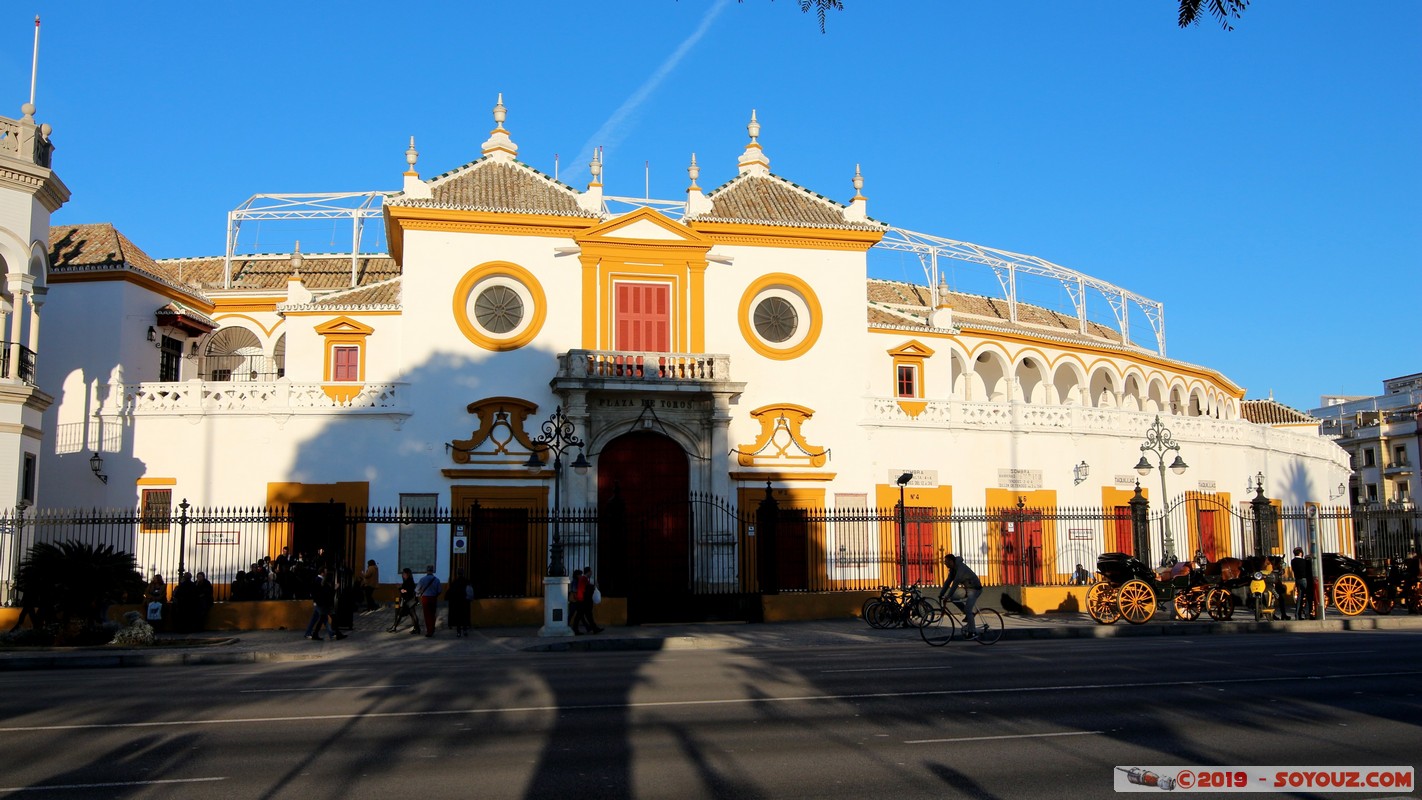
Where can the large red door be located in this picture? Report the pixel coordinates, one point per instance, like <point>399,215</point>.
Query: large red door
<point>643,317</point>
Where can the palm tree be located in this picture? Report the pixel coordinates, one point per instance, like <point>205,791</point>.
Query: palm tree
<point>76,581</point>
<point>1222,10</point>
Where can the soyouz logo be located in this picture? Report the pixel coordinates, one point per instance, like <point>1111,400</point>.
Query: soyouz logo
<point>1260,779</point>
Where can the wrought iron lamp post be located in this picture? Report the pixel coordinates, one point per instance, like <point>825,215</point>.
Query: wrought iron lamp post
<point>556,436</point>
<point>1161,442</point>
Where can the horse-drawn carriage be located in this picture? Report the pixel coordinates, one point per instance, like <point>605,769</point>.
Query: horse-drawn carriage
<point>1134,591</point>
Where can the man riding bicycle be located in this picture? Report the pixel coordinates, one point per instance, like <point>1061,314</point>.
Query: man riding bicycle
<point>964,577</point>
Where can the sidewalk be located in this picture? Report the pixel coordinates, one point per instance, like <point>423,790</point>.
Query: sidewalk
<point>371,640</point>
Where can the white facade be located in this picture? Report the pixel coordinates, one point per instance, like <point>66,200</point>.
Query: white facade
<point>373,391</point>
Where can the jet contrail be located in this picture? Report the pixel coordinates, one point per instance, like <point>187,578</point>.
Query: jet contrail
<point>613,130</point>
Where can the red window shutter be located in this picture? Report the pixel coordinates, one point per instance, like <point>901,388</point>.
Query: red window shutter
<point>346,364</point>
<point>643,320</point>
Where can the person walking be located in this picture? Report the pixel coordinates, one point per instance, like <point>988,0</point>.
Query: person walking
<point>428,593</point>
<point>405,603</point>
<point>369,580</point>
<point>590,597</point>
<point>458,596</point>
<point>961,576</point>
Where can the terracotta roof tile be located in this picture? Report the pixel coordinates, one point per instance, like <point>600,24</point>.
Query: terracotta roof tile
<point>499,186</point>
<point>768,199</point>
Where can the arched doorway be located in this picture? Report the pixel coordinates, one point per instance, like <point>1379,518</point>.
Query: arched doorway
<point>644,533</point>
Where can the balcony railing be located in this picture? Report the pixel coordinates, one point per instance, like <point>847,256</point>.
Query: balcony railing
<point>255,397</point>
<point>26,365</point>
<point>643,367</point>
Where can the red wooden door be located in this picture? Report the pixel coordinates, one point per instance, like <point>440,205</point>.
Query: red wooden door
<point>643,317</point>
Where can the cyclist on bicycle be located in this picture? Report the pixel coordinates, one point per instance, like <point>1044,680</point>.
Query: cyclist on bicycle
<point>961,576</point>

▬▬▬▬▬▬

### What is required
Output all data exactly, omitting images.

### Problem solution
Where can the large red door be located in this picture? Report the pixel coordinates, one point per instance, like <point>399,215</point>.
Query: large red door
<point>643,317</point>
Where can the palm tree be located in this picture? Report the pixel coordinates, one point per instance, like <point>205,791</point>.
Query: palm tree
<point>76,581</point>
<point>1222,10</point>
Where can the soyouz logo be located in this picture? Report the pixel coordinates, one point per instance, like <point>1111,400</point>.
Query: soyouz logo
<point>1260,779</point>
Where can the wrought iron lamp post be located in this picture? Report the pixel coordinates, one point per instance, like <point>825,215</point>.
Query: wrought iron lamp post
<point>556,436</point>
<point>1161,442</point>
Where can the horse-drawn carriage be located in this picture? Report the pixel coordinates, one point per instance, like <point>605,769</point>.
Query: horse-drawn carriage
<point>1134,591</point>
Where can the man riding bicycle be located in this picture? Report the pixel coordinates, one point per instance, like <point>1061,314</point>.
Query: man riding bicycle
<point>964,577</point>
Where can the sidewalk be located in this picture? Report the pixel coordinates, one point per instance, like <point>423,790</point>.
Query: sidewalk
<point>371,640</point>
Where can the white facade be located in this picture? Report the pixel coordinates, one point per instance, like <point>66,200</point>.
Query: white facade
<point>373,391</point>
Where can the jet contrail be located in this picture? Report the pixel coordinates, one point per instance, like <point>187,578</point>.
Query: jet contrail
<point>613,130</point>
Where can the red window shutter be located in this picture? Report the pixel coordinates, one point per instance, like <point>901,388</point>.
Query: red window shutter
<point>346,364</point>
<point>643,320</point>
Where can the person walking be located in this picture? Report the pixel coordinates, one point per instance, like <point>988,0</point>.
Query: person walking
<point>428,593</point>
<point>405,603</point>
<point>369,580</point>
<point>590,597</point>
<point>458,596</point>
<point>961,576</point>
Where can the terracotta roof tile be located in this picture? Report the pixel coordinates, one point per instance, like <point>600,24</point>.
Query: terracotta roof tile
<point>499,186</point>
<point>768,199</point>
Where can the arched doorway be located in this picture? Report the pixel coordinates, one point per instance, like <point>1379,518</point>.
Query: arched doorway
<point>644,533</point>
Where can the balcony railing be located in this picture? Report the pixel coordinates, one point per instance, like <point>847,256</point>.
Query: balcony railing
<point>255,397</point>
<point>26,365</point>
<point>643,367</point>
Where can the red wooden door be located in this picture? Report the pixel coordinates, one point per instance, like <point>440,205</point>.
Query: red wooden door
<point>643,317</point>
Where can the cyclist on bicycle be located in this picture? Report the pixel coordinates, one point per instance, like <point>1044,680</point>.
Query: cyclist on bicycle
<point>961,576</point>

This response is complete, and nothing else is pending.